Copy out the passage below about television on cruise ships, word for word, from start to finish.

### Passage for review
=====
The minute you step aboard a cruise, you’re entering a bubble. Your phone calls cease, your e-mails go unchecked, and day-to-day pressures can’t reach you. A good cruise is like a world unto itself, and that’s a big reason we go on them.
But when you embark on a cruise ship, you’re also often saying goodbye to your favorite TV shows and sporting events, and not everyone craves a full suspension of their daily reality.
Regular cruise passengers know that the TV in your stateroom usually isn’t capable of showing you much other than a few random third-tier channels cycling through the same old programming from yesteryear. If you’re lucky, a few international news channels might be present, but if you wanted to stay up-to-date with anything on American network TV, including anything on ABC, CBS, NBC, or Fox, cruise passengers are out of luck.
Nearly all cruise stateroom televisions omit the major networks.
Why is that?
The problem isn’t technology. Thanks of advances in satellite availability, it’s possible to stream pretty much anything under good circumstances on cruise ships today, an advance that has allowed e-mail and FaceTime to pierce that once-impervious information bubble on board. The networks can easily be streamed online.
The answer is corporate budget cuts.
=====
### Given data
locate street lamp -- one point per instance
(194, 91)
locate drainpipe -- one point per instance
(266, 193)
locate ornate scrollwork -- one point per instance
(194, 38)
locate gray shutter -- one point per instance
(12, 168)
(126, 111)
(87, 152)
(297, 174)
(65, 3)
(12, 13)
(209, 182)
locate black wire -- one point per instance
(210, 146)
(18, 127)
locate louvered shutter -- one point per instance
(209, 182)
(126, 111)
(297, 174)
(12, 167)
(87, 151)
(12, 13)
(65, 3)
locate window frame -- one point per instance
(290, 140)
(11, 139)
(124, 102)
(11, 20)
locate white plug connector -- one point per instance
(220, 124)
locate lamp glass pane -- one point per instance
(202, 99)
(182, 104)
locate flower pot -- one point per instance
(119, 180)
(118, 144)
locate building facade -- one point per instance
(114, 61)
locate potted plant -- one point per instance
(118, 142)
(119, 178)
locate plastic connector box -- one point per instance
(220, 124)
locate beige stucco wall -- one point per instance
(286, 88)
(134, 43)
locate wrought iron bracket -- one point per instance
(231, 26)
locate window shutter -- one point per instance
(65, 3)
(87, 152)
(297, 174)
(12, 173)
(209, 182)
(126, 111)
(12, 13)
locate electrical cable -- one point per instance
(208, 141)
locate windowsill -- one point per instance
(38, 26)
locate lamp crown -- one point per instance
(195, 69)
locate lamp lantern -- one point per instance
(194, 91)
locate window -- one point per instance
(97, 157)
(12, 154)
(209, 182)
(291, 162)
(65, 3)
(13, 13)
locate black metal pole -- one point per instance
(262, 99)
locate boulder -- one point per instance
=====
### Task answer
The minute you step aboard a cruise, you’re entering a bubble. Your phone calls cease, your e-mails go unchecked, and day-to-day pressures can’t reach you. A good cruise is like a world unto itself, and that’s a big reason we go on them.
But when you embark on a cruise ship, you’re also often saying goodbye to your favorite TV shows and sporting events, and not everyone craves a full suspension of their daily reality.
Regular cruise passengers know that the TV in your stateroom usually isn’t capable of showing you much other than a few random third-tier channels cycling through the same old programming from yesteryear. If you’re lucky, a few international news channels might be present, but if you wanted to stay up-to-date with anything on American network TV, including anything on ABC, CBS, NBC, or Fox, cruise passengers are out of luck.
Nearly all cruise stateroom televisions omit the major networks.
Why is that?
The problem isn’t technology. Thanks of advances in satellite availability, it’s possible to stream pretty much anything under good circumstances on cruise ships today, an advance that has allowed e-mail and FaceTime to pierce that once-impervious information bubble on board. The networks can easily be streamed online.
The answer is corporate budget cuts.